Gather every line in the records below that contains the string "findAll". Case counts.
* BEGIN DATASET RECORDS *
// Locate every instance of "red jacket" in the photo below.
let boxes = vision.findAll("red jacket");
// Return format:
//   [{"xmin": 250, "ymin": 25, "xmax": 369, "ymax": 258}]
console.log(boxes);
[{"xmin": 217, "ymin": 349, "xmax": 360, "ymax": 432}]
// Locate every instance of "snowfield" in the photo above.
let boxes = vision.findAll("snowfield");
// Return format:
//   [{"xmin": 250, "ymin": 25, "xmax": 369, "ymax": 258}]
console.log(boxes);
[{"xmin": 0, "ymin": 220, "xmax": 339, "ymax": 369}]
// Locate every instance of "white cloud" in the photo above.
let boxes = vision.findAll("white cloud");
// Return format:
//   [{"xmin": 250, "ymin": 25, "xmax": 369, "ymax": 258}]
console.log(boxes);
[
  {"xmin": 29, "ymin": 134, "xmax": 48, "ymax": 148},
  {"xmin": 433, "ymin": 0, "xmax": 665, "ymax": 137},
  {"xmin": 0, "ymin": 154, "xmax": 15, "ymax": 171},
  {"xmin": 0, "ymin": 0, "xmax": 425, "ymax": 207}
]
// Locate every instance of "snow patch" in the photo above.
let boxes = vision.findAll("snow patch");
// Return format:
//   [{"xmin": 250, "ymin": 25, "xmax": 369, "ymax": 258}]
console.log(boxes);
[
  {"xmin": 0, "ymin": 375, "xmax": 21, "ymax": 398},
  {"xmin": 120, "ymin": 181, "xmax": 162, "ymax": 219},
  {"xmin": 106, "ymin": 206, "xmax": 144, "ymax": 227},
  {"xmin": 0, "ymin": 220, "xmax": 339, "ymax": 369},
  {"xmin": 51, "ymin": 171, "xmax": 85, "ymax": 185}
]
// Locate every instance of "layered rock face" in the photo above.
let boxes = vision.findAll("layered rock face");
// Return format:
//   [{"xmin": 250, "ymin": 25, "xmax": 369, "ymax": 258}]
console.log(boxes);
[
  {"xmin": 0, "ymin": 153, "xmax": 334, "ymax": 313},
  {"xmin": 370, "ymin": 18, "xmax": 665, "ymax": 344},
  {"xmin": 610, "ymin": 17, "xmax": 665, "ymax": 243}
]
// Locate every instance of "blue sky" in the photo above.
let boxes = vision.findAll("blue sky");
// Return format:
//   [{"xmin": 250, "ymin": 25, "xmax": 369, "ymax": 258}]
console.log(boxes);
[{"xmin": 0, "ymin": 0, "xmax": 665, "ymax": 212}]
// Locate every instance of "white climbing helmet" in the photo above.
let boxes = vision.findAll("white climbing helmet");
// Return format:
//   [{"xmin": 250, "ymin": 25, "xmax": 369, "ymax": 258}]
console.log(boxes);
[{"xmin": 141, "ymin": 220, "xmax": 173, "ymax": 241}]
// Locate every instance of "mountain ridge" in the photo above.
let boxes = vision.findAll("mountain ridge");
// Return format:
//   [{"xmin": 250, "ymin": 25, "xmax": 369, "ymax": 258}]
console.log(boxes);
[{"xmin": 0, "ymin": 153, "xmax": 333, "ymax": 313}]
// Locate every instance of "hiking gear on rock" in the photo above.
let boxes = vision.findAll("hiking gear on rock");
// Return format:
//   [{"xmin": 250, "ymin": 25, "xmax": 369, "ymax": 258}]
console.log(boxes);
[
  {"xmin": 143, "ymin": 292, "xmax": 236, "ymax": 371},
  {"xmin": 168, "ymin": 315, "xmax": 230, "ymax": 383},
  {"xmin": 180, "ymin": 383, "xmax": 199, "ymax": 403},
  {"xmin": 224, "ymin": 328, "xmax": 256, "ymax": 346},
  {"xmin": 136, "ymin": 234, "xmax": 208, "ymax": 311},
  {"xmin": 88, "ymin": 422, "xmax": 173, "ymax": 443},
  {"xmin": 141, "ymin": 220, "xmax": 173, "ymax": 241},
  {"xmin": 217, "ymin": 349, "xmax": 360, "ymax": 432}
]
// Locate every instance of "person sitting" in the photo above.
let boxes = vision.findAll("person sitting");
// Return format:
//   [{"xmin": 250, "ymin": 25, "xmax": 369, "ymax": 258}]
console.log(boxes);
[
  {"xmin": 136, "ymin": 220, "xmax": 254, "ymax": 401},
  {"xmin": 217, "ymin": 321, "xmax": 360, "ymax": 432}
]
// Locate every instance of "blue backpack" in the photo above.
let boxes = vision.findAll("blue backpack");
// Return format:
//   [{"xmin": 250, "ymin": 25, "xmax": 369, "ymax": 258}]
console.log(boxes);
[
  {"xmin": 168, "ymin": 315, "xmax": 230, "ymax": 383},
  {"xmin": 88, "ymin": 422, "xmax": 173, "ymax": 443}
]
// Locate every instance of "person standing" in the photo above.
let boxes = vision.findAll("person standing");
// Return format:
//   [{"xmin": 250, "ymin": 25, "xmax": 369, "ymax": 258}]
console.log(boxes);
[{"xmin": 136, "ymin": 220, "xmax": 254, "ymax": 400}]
* END DATASET RECORDS *
- FULL SOLUTION -
let boxes = vision.findAll("red jacket");
let boxes = vision.findAll("snowfield");
let boxes = vision.findAll("white cloud");
let boxes = vision.findAll("snow patch");
let boxes = vision.findAll("layered rock face");
let boxes = vision.findAll("blue sky");
let boxes = vision.findAll("white climbing helmet");
let boxes = vision.findAll("mountain ridge");
let boxes = vision.findAll("hiking gear on rock");
let boxes = vision.findAll("person sitting");
let boxes = vision.findAll("blue backpack");
let boxes = vision.findAll("person standing");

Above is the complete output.